+++ DATA FOR THE TASK +++

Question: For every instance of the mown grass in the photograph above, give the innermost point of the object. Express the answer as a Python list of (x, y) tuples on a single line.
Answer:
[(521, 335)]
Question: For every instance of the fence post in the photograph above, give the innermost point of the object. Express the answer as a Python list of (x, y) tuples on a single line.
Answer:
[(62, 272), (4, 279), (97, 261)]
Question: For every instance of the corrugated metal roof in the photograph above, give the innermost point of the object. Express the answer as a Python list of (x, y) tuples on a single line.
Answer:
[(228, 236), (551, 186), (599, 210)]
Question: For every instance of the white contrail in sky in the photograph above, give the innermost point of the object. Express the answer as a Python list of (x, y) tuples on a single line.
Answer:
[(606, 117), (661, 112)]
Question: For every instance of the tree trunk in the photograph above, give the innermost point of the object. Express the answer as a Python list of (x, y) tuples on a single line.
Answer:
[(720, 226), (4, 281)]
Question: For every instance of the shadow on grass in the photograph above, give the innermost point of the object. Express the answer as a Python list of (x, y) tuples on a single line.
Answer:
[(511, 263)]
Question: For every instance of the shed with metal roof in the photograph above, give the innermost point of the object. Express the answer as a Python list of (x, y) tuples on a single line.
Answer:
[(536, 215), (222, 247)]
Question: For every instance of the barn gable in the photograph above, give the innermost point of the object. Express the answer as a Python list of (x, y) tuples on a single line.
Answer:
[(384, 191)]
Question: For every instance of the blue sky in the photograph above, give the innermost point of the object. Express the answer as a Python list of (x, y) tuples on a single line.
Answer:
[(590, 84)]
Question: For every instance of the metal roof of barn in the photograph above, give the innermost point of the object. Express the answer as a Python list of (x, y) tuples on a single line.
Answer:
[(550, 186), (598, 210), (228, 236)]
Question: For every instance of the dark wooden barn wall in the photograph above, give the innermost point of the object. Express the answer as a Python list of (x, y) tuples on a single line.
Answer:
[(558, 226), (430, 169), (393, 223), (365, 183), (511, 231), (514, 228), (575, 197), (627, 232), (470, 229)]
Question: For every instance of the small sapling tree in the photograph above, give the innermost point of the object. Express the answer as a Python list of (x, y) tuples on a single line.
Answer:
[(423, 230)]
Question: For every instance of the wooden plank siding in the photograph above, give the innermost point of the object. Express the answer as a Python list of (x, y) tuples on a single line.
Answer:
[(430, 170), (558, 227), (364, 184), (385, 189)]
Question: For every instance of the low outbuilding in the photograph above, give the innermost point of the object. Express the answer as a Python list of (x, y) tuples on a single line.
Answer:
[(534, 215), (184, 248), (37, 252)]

+++

- _WORK INSTRUCTION_: Look through the data above for the string "tree" and copy every line where it appears.

- _ANSWER SPACE_:
Question: For every instance of the tree trunk in the photograph above, give the innermost point of the object. Express the answer as a Python list of (x, y) tuples on a single line.
Question: For every instance of the small sapling tree in the photograph above, give the innermost point of the object. Express the answer as a Python list of (x, y) tuples on a single line.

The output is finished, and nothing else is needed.